Parasiteren
Parasiteren is een aanduiding die soms gebruikt wordt voor een oneerlijk aandoende vorm van concurrentie. In het Franse recht bestaat het begrip ‘concurrence parasitaire’. In het Nederlandse recht is parasiteren geen vastomlijnd begrip. In Nederland geldt zelfs als uitgangspunt dat zonder eigen investering profiteren van andermans business model op zich niet verboden is.
Een bekend voorbeeld uit de rechtspraak is het arrest Holland Nautic/Decca. In dat arrest oordeelde de Hoge Raad “dat de omstandigheid dat Holland Nautic bij het verhandelen van haar radio-ontvangers profiteert van het bestaan — en dus van het instandhouden en, zonodig, verbeteren — van het DNS [‘Decca Navigator System’], op zich zelf niet in strijd is met de zorgvuldigheid die Holland Nautic als concurrente van Decca jegens deze in het maatschappelijk verkeer betaamt, óók niet als zij Decca daardoor nadeel toebrengt”(Hoge Raad 27 juni 1986, ECLI:NL:HR:1986:AD7158, Holland Nautic/ Decca, ov. 42).

▸ Gestelde opgave
Geef het gedeelte van de tekst over parasiteren dat begint met de woorden "Een bekend voorbeeld" en eindigt met "Decca, ov. 42)." opnieuw weer, en vervang daarin "radio-ontvangers" door "ontvangstapparatuur".

(Items uit een dataset voor aanwijzen)

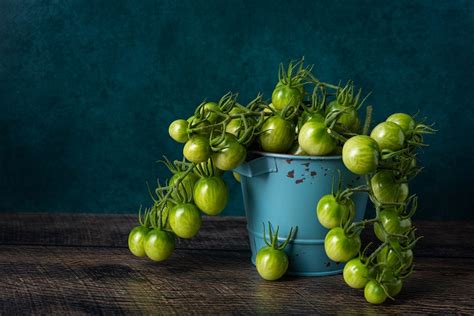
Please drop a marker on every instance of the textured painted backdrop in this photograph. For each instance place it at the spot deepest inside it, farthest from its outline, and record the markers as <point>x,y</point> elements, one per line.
<point>88,88</point>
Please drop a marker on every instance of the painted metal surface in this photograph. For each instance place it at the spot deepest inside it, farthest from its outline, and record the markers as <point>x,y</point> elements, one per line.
<point>285,190</point>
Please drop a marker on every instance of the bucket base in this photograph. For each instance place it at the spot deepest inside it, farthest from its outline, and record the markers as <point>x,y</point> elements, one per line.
<point>294,273</point>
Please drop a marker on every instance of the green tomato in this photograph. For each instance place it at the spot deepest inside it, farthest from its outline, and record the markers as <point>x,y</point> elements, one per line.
<point>210,195</point>
<point>185,220</point>
<point>271,263</point>
<point>197,149</point>
<point>310,116</point>
<point>231,156</point>
<point>387,189</point>
<point>315,139</point>
<point>278,135</point>
<point>392,223</point>
<point>356,274</point>
<point>349,119</point>
<point>388,135</point>
<point>178,131</point>
<point>332,213</point>
<point>159,244</point>
<point>392,283</point>
<point>209,107</point>
<point>339,247</point>
<point>374,292</point>
<point>187,184</point>
<point>388,257</point>
<point>337,151</point>
<point>284,95</point>
<point>405,121</point>
<point>360,154</point>
<point>135,240</point>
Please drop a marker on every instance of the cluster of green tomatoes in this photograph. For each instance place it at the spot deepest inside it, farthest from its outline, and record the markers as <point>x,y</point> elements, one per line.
<point>387,158</point>
<point>305,117</point>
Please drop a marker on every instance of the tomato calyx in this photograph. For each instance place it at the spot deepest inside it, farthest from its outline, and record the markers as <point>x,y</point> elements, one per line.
<point>273,242</point>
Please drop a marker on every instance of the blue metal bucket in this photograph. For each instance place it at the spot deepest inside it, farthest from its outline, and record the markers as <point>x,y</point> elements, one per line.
<point>285,189</point>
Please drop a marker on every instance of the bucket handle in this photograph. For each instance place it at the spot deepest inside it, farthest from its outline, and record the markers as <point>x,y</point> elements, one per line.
<point>257,167</point>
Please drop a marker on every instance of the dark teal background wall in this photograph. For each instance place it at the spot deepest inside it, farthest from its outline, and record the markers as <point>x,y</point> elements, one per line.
<point>88,88</point>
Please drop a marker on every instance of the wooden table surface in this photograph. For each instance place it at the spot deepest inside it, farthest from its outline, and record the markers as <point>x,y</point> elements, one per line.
<point>80,264</point>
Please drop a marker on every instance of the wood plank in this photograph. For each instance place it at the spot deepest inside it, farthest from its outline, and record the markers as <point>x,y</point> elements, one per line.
<point>110,231</point>
<point>442,239</point>
<point>84,280</point>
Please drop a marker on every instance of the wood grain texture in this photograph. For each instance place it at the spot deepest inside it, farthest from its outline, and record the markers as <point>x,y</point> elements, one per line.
<point>441,239</point>
<point>72,264</point>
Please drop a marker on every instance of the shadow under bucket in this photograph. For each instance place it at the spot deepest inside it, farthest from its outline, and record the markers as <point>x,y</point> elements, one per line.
<point>285,189</point>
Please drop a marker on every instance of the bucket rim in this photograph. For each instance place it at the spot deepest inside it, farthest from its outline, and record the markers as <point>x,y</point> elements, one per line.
<point>294,157</point>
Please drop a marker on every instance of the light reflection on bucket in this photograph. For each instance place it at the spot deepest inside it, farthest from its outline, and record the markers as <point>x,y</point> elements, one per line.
<point>285,189</point>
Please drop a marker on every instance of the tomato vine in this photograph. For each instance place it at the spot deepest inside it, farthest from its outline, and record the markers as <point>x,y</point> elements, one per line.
<point>324,121</point>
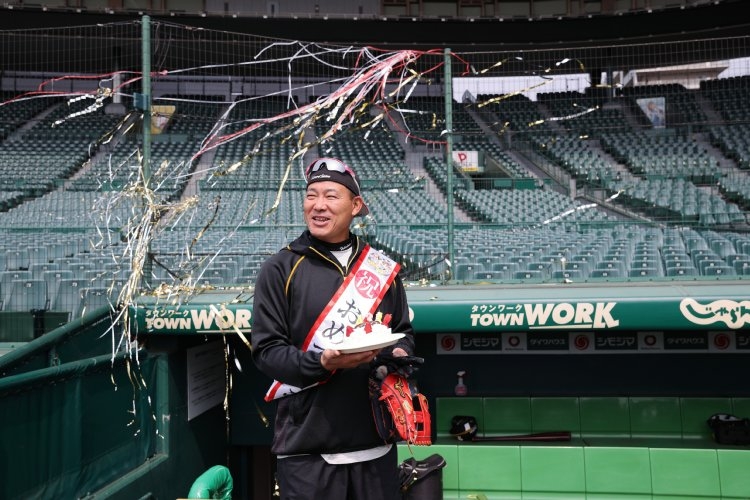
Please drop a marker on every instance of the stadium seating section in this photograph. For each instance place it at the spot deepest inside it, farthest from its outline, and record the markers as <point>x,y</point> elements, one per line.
<point>676,208</point>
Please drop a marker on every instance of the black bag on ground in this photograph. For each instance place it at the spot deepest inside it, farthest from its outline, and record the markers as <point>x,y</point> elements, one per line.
<point>728,429</point>
<point>422,479</point>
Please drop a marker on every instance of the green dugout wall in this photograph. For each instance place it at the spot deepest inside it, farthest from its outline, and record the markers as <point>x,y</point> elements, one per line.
<point>682,338</point>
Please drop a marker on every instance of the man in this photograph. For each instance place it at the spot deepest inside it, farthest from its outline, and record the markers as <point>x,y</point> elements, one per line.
<point>325,438</point>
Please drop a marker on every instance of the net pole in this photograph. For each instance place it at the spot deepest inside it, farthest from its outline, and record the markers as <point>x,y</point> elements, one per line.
<point>146,161</point>
<point>146,83</point>
<point>449,151</point>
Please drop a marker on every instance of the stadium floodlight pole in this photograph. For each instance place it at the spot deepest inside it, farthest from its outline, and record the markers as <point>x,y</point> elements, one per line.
<point>448,98</point>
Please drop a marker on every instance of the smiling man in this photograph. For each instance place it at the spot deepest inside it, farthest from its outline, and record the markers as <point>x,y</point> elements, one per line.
<point>306,296</point>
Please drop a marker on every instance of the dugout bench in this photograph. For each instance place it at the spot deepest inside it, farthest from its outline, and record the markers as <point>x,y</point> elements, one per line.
<point>650,447</point>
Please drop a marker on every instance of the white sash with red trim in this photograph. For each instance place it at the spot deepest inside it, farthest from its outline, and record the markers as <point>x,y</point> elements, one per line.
<point>358,296</point>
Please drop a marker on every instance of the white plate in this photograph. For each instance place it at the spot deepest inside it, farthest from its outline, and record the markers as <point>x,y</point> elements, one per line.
<point>366,342</point>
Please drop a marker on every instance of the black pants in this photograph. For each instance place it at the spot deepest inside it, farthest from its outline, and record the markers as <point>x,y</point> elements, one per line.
<point>311,477</point>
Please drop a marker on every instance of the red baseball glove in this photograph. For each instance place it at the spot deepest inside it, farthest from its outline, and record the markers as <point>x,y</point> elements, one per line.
<point>400,412</point>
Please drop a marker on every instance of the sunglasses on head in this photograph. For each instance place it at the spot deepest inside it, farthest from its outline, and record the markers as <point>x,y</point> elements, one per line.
<point>331,164</point>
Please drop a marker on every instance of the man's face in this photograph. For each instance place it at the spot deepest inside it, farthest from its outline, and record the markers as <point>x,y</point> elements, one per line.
<point>329,209</point>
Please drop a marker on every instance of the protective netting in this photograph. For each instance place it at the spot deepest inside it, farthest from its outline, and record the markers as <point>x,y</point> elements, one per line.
<point>569,164</point>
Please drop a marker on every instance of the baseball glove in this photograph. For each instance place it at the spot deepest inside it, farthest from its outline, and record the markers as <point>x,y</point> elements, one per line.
<point>399,410</point>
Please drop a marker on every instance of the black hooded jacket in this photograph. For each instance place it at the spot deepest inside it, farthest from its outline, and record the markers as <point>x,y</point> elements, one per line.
<point>292,289</point>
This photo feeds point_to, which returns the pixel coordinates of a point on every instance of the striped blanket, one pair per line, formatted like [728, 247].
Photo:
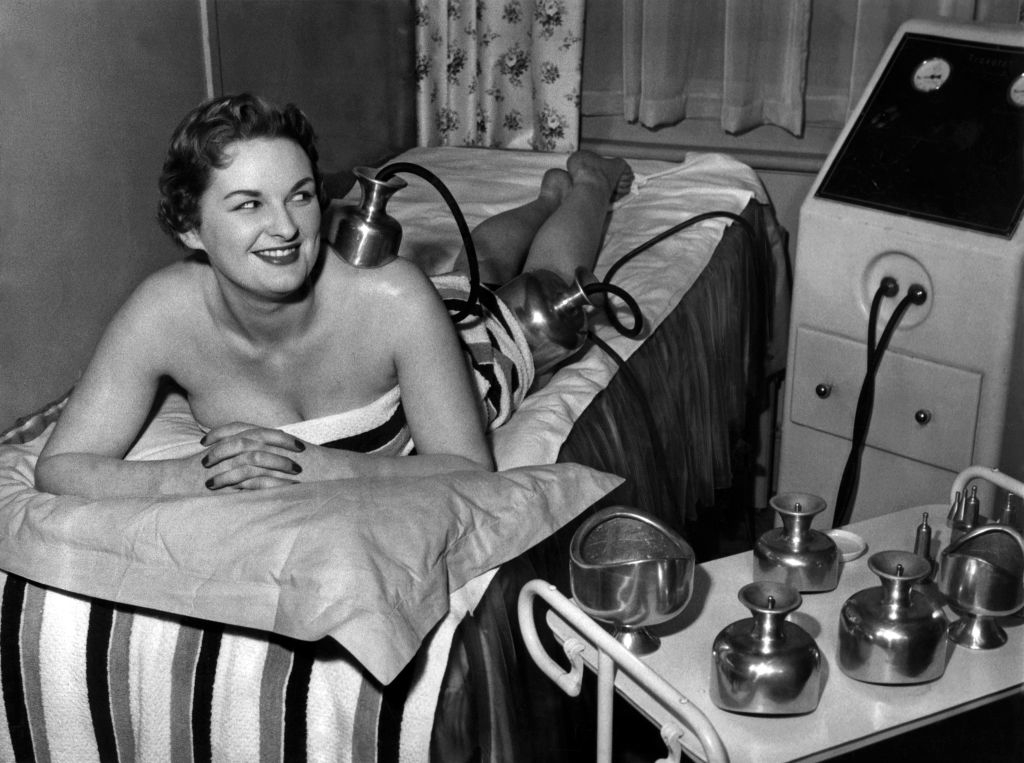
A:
[84, 680]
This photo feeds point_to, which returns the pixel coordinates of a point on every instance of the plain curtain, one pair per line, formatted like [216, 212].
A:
[752, 62]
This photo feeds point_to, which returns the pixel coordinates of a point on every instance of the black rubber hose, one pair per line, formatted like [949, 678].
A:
[612, 318]
[469, 306]
[865, 404]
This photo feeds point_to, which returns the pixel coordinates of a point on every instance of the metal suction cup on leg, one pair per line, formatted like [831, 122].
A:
[629, 570]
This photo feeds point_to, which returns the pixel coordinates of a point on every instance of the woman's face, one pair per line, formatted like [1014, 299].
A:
[260, 218]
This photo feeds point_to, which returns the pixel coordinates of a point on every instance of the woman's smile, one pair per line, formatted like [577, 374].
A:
[279, 256]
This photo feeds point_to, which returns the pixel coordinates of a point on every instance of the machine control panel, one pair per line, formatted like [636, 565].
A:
[941, 137]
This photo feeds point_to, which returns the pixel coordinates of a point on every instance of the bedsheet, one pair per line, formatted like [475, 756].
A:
[664, 194]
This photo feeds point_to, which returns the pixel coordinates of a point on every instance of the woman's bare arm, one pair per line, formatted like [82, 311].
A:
[109, 407]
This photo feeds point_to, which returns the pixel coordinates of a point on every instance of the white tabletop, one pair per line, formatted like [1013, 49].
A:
[850, 714]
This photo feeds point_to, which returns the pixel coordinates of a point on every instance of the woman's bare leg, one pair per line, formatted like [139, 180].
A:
[559, 230]
[571, 236]
[503, 242]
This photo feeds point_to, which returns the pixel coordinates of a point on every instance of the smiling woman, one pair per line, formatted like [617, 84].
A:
[261, 328]
[294, 365]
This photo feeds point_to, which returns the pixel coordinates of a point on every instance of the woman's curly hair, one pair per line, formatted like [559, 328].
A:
[200, 143]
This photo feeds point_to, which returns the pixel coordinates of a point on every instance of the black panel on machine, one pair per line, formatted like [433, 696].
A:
[941, 137]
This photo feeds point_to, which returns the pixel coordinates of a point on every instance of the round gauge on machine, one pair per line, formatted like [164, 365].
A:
[1016, 91]
[931, 74]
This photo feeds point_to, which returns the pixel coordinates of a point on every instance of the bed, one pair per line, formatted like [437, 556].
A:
[401, 643]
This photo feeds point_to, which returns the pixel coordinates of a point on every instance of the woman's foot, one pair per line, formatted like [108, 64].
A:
[614, 172]
[555, 185]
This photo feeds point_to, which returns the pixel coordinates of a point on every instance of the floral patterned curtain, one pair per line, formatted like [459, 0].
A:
[499, 73]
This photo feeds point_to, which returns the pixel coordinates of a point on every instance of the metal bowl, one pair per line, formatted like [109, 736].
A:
[982, 577]
[630, 570]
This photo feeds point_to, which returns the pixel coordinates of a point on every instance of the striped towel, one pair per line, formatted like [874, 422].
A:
[378, 428]
[84, 680]
[496, 346]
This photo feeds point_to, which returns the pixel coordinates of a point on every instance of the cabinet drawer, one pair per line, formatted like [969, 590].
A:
[904, 386]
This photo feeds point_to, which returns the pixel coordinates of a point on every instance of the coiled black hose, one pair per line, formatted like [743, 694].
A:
[865, 400]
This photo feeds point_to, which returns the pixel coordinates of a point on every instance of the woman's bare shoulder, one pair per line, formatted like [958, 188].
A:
[169, 287]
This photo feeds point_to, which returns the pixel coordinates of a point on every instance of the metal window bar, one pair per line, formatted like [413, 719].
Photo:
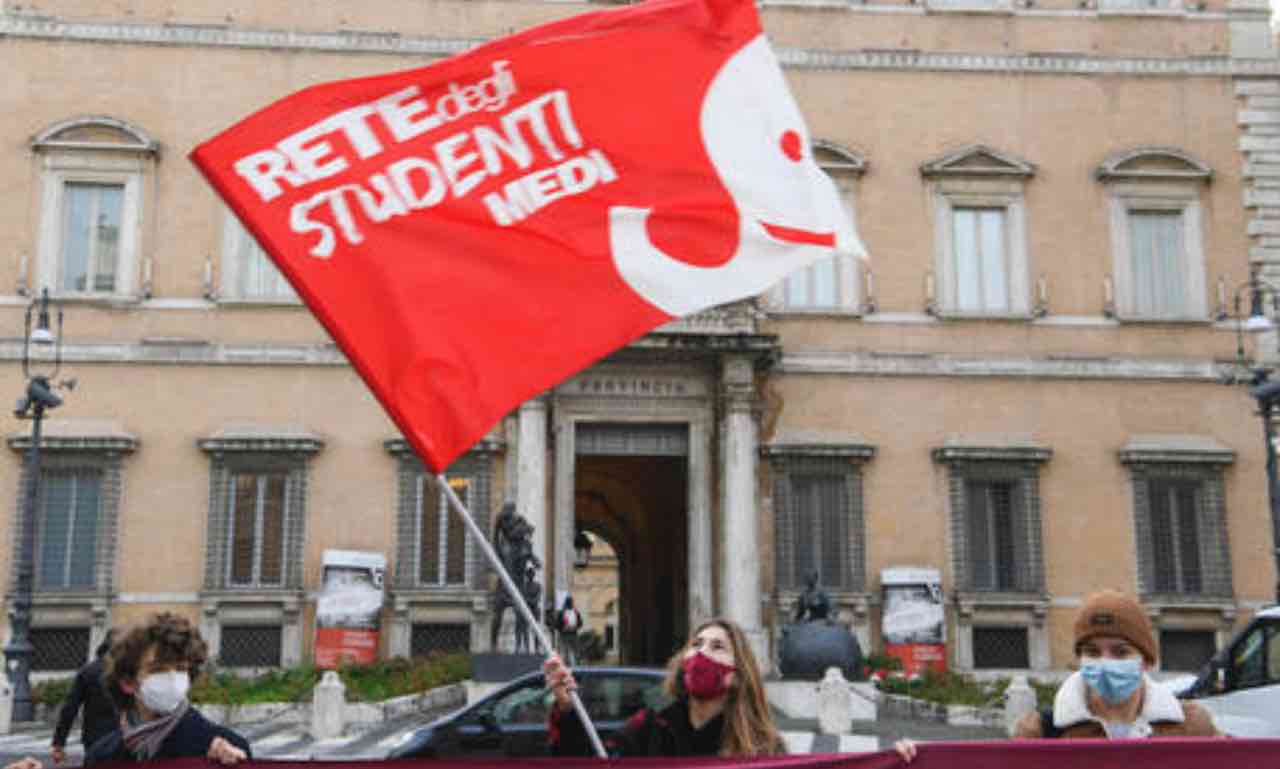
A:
[821, 529]
[250, 645]
[59, 648]
[71, 508]
[257, 511]
[1175, 512]
[1001, 648]
[442, 539]
[993, 547]
[426, 639]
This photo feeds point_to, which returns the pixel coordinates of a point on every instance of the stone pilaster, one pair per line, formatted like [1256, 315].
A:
[740, 544]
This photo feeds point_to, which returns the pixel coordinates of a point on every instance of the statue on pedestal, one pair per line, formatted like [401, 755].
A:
[512, 539]
[814, 641]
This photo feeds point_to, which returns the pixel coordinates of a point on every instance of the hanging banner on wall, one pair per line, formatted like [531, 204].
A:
[913, 622]
[350, 607]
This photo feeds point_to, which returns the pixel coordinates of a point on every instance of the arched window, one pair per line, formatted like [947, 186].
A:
[95, 173]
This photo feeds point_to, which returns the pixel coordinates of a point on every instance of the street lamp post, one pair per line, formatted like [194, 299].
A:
[32, 404]
[1264, 390]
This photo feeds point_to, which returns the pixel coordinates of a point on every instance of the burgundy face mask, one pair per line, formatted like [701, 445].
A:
[704, 677]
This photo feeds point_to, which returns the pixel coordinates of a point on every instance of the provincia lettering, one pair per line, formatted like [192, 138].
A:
[536, 140]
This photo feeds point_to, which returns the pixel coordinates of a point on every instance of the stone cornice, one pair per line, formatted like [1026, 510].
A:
[867, 364]
[992, 453]
[33, 27]
[398, 447]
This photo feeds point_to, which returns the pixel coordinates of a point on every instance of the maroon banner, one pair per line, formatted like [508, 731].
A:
[1014, 754]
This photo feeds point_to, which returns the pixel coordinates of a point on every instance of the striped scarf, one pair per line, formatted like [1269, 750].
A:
[144, 738]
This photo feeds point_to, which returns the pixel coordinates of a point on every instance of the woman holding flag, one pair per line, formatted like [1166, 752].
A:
[720, 708]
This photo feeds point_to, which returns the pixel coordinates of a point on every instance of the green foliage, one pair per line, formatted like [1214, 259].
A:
[365, 683]
[53, 691]
[956, 689]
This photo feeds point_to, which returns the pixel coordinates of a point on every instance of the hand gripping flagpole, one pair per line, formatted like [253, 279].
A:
[519, 600]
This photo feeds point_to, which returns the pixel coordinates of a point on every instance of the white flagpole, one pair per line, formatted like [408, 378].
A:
[519, 600]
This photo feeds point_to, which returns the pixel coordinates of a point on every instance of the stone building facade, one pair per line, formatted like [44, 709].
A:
[1022, 389]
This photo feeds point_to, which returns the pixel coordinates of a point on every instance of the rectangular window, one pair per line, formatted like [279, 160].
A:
[428, 639]
[993, 534]
[59, 648]
[821, 530]
[247, 271]
[71, 507]
[1175, 517]
[1157, 262]
[256, 539]
[251, 645]
[981, 262]
[814, 287]
[1005, 648]
[90, 237]
[442, 535]
[1185, 650]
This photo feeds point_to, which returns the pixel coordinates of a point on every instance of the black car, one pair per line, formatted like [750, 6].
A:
[512, 721]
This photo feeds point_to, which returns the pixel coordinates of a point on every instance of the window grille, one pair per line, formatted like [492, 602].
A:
[257, 521]
[71, 512]
[1175, 535]
[442, 535]
[250, 645]
[426, 639]
[59, 648]
[1001, 648]
[1185, 650]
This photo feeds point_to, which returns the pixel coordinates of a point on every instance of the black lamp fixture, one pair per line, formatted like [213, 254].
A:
[1261, 387]
[581, 549]
[41, 360]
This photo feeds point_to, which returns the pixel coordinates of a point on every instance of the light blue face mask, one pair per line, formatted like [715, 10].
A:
[1115, 680]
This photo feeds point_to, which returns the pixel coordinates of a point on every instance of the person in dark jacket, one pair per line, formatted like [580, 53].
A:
[88, 692]
[720, 708]
[151, 671]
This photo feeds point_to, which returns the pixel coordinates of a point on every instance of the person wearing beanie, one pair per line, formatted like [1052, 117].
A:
[1110, 695]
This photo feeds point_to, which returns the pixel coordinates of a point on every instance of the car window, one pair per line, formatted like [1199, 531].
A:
[1248, 660]
[617, 697]
[528, 705]
[1274, 653]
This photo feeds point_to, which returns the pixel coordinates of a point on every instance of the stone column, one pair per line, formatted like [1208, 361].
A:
[531, 475]
[700, 547]
[740, 544]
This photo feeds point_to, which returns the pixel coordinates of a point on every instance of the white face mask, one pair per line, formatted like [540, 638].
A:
[163, 692]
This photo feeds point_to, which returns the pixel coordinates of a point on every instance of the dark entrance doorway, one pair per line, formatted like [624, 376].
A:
[638, 502]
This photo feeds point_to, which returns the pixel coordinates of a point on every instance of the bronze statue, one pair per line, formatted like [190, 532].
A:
[814, 604]
[512, 539]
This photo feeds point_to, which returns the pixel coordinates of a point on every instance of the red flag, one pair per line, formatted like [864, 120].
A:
[474, 232]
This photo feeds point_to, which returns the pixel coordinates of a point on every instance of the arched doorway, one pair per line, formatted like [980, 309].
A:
[639, 506]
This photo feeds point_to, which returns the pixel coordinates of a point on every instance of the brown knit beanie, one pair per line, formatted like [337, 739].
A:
[1110, 613]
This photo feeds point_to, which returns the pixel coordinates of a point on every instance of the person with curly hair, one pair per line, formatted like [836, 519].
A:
[150, 669]
[720, 708]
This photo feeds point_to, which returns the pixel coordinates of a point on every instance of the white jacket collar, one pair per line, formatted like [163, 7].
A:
[1072, 706]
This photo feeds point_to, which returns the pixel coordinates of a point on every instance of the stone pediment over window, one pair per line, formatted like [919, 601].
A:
[96, 132]
[1151, 449]
[991, 448]
[835, 158]
[1156, 164]
[263, 438]
[816, 443]
[78, 435]
[978, 160]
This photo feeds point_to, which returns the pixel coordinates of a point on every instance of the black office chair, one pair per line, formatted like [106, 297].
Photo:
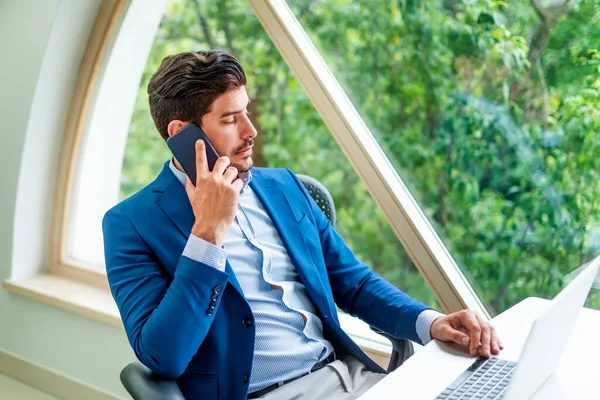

▸ Uitgewerkte opgave
Een bekend voorbeeld uit de rechtspraak is het arrest Holland Nautic/Decca. In dat arrest oordeelde de Hoge Raad “dat de omstandigheid dat Holland Nautic bij het verhandelen van haar ontvangstapparatuur profiteert van het bestaan — en dus van het instandhouden en, zonodig, verbeteren — van het DNS [‘Decca Navigator System’], op zich zelf niet in strijd is met de zorgvuldigheid die Holland Nautic als concurrente van Decca jegens deze in het maatschappelijk verkeer betaamt, óók niet als zij Decca daardoor nadeel toebrengt”(Hoge Raad 27 juni 1986, ECLI:NL:HR:1986:AD7158, Holland Nautic/ Decca, ov. 42).